**Problem details**
Write out the whole Kim Yongtaek entry below word for word, with no changes.

**Source excerpt**
____

- Born: September 28, 1948 (age 77) Imsil, Jeollabuk-do, South Korea
- Writing career
- Language: Korean
- Notable awards: See here

Korean name
- Hangul: 김용택
- Hanja: 金龍澤
- RR: Gim Yongtaek
- MR: Kim Yongt'aek

= Kim Yongtaek =

South Korean poet (born 1948)

Kim Yongtaek (born 28 September 1948) is a South Korean poet.

==Life==
Kim Yongtaek was born on 28 September 1948, in Imsil, Jeollabuk-do, South Korea. Kim graduated from Sunchang Agricultural High School, and has worked as a teacher at the Imsil Tokchi Elementary School. and at Woonam Elementary School. Kim made his official literary debut in 1982 when "Seomjingang River I" (Seomjingang I) and seven other poems were included in Undying Flame (Kkeojiji anneun hwaetbullo)a book of poetry with collected works by twenty-one prominent poets, published by Creation and Criticism.

==Work==
Kim's work takes as its point of departure that which is forgotten in the bustle of modern life - the countryside, a leaf of grass, the smell of one's mother's hair. Kim's affectionate and delicate treatment of the everyday affairs of people living in the countryside offered urban dwellers an unadulterated account of rural farming communities. Underlying the poet's tender poetic sensibility is a stern voice of censure. In "Beat the Drums of Protest" (Madangeun bittureojyeosseodo jangguneun baro chija), for example, the poet offers a powerful disapprobation of city politicians and government policymakers who distort and pervert reports on the actual conditions confronting farmers in the countryside.

____

**Dataset content**

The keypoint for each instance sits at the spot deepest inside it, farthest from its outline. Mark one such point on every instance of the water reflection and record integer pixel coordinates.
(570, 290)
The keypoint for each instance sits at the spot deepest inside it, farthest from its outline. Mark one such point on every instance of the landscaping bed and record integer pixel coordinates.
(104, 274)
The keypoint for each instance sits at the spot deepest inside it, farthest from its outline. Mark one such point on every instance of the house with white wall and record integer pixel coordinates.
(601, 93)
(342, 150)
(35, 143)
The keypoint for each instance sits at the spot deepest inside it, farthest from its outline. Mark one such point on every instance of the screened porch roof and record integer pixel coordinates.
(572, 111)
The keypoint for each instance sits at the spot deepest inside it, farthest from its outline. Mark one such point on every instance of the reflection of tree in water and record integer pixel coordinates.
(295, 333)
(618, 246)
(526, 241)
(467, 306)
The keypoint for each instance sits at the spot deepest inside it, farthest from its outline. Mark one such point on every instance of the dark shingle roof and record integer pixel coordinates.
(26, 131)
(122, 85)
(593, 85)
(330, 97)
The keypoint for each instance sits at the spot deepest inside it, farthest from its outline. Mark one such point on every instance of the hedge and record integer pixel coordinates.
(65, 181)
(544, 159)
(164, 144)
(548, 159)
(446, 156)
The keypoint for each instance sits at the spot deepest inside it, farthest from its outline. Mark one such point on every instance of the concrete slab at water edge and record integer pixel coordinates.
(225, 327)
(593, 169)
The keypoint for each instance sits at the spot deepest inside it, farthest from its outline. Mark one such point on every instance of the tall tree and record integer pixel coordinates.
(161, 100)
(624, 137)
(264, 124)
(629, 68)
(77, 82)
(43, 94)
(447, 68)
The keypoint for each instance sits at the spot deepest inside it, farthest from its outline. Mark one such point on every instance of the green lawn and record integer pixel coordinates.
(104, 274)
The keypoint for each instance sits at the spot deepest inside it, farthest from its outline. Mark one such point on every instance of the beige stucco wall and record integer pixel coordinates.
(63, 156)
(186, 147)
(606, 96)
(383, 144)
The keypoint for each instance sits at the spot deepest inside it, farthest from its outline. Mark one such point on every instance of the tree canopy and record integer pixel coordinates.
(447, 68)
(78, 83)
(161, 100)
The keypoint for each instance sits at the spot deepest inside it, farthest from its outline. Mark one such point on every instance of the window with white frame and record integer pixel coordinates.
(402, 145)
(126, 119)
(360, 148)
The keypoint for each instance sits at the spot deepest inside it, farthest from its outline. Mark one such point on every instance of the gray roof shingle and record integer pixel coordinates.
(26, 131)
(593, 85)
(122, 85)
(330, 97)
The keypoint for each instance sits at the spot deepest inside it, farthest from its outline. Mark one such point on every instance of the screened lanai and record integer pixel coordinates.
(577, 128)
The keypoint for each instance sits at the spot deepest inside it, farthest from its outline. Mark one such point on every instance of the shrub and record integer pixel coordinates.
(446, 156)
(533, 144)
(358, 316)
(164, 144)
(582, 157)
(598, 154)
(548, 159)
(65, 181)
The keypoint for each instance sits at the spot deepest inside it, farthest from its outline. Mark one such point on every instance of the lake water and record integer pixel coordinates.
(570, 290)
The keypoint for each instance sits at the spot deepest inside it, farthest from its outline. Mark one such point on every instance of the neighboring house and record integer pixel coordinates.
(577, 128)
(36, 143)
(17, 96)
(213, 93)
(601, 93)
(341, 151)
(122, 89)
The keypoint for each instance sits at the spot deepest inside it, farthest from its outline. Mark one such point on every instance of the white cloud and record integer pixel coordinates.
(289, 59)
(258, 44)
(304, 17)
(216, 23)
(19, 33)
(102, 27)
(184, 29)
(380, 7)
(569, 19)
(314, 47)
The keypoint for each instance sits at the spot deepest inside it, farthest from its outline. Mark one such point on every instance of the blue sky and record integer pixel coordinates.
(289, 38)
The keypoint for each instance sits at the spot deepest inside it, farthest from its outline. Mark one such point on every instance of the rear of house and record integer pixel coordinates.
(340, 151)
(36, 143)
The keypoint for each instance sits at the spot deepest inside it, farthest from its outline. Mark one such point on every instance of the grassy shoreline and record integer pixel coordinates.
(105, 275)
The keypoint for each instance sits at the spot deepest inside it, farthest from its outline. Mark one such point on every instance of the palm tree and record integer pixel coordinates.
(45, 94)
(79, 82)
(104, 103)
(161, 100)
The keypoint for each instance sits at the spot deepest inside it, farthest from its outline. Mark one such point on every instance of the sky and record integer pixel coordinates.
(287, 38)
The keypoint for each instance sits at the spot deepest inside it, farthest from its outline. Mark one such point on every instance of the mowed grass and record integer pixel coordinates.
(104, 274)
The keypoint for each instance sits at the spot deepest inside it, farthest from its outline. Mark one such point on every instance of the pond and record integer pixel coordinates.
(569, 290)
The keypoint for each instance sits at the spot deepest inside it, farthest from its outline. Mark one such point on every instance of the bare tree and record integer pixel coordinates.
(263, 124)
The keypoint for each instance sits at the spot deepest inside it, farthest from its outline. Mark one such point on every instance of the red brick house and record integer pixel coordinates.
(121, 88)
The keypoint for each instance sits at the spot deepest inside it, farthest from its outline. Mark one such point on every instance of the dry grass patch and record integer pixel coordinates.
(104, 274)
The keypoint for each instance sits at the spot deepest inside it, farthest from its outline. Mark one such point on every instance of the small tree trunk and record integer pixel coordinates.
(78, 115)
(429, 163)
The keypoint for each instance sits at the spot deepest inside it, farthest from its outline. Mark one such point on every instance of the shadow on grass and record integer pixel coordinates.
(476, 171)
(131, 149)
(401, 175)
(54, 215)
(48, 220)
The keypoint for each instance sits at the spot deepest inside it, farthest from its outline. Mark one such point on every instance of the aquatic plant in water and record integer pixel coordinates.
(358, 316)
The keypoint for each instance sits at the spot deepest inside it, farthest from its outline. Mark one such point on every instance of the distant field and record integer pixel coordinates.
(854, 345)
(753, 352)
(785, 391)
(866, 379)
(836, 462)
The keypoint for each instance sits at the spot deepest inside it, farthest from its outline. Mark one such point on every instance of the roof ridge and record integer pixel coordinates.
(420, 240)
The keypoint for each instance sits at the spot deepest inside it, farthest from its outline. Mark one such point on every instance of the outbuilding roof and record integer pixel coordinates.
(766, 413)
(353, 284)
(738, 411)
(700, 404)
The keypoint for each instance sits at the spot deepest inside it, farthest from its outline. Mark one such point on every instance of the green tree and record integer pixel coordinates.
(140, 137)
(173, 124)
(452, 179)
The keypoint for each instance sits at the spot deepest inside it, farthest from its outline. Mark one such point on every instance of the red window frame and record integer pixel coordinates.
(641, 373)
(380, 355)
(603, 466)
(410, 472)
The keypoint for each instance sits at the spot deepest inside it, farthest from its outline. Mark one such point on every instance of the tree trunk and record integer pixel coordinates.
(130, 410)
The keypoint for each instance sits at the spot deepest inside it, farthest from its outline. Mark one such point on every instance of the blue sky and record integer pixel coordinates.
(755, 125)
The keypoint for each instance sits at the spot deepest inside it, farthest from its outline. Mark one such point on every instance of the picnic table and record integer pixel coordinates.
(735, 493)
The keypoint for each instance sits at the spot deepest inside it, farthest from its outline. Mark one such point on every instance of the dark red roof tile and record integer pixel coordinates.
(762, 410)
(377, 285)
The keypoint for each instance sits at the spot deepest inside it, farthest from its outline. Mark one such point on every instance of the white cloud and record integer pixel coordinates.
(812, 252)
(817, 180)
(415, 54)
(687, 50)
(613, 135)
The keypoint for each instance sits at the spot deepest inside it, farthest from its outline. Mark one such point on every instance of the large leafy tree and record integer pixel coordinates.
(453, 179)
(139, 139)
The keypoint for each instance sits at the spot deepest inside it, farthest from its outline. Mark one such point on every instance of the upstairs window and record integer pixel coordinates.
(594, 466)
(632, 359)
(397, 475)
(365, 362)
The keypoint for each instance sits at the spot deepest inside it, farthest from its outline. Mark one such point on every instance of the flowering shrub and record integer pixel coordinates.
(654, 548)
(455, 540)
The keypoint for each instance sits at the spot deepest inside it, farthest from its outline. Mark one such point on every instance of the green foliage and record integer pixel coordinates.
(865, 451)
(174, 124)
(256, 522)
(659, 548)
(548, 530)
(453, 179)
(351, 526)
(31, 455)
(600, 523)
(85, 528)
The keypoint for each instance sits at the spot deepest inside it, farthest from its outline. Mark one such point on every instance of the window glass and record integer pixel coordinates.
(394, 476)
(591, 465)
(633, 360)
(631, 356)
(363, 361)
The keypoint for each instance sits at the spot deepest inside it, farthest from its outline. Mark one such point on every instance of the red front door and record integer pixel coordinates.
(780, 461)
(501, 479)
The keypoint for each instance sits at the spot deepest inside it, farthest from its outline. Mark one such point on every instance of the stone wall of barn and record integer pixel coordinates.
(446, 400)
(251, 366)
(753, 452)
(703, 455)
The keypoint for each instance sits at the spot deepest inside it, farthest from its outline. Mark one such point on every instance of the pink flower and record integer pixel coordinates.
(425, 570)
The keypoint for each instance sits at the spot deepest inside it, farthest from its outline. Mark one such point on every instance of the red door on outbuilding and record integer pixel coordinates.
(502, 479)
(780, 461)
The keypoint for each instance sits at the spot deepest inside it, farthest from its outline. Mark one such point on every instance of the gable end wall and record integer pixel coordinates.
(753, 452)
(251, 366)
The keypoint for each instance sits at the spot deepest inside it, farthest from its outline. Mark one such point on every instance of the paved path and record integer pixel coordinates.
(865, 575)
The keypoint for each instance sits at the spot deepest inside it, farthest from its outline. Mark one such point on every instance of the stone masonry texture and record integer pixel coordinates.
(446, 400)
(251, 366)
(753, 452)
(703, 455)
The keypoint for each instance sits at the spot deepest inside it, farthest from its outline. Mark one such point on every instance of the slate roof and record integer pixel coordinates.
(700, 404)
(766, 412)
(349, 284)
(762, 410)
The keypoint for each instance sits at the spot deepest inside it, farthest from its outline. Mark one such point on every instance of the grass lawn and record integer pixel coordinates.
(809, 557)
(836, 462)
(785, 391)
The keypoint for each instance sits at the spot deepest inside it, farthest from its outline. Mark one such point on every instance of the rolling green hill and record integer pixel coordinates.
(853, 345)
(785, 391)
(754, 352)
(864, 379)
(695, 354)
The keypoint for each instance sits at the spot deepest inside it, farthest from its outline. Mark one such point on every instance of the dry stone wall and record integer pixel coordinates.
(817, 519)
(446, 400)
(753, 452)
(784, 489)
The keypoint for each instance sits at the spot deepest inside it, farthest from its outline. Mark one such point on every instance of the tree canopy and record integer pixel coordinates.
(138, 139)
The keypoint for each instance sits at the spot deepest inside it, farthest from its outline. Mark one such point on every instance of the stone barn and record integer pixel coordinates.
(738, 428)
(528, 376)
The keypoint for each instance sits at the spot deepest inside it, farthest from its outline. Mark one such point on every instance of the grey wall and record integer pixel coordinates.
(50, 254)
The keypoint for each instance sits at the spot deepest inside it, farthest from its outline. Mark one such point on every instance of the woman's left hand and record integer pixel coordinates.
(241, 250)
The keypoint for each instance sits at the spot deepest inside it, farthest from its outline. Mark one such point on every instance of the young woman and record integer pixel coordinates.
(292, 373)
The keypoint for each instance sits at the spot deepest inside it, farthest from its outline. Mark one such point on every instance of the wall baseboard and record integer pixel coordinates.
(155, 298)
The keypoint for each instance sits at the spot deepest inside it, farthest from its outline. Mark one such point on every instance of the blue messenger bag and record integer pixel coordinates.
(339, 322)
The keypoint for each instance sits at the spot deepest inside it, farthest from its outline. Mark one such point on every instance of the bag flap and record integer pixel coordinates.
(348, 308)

____

**Task response**
- Born: September 28, 1948 (age 77) Imsil, Jeollabuk-do, South Korea
- Writing career
- Language: Korean
- Notable awards: See here

Korean name
- Hangul: 김용택
- Hanja: 金龍澤
- RR: Gim Yongtaek
- MR: Kim Yongt'aek

= Kim Yongtaek =

South Korean poet (born 1948)

Kim Yongtaek (born 28 September 1948) is a South Korean poet.

==Life==
Kim Yongtaek was born on 28 September 1948, in Imsil, Jeollabuk-do, South Korea. Kim graduated from Sunchang Agricultural High School, and has worked as a teacher at the Imsil Tokchi Elementary School. and at Woonam Elementary School. Kim made his official literary debut in 1982 when "Seomjingang River I" (Seomjingang I) and seven other poems were included in Undying Flame (Kkeojiji anneun hwaetbullo)a book of poetry with collected works by twenty-one prominent poets, published by Creation and Criticism.

==Work==
Kim's work takes as its point of departure that which is forgotten in the bustle of modern life - the countryside, a leaf of grass, the smell of one's mother's hair. Kim's affectionate and delicate treatment of the everyday affairs of people living in the countryside offered urban dwellers an unadulterated account of rural farming communities. Underlying the poet's tender poetic sensibility is a stern voice of censure. In "Beat the Drums of Protest" (Madangeun bittureojyeosseodo jangguneun baro chija), for example, the poet offers a powerful disapprobation of city politicians and government policymakers who distort and pervert reports on the actual conditions confronting farmers in the countryside.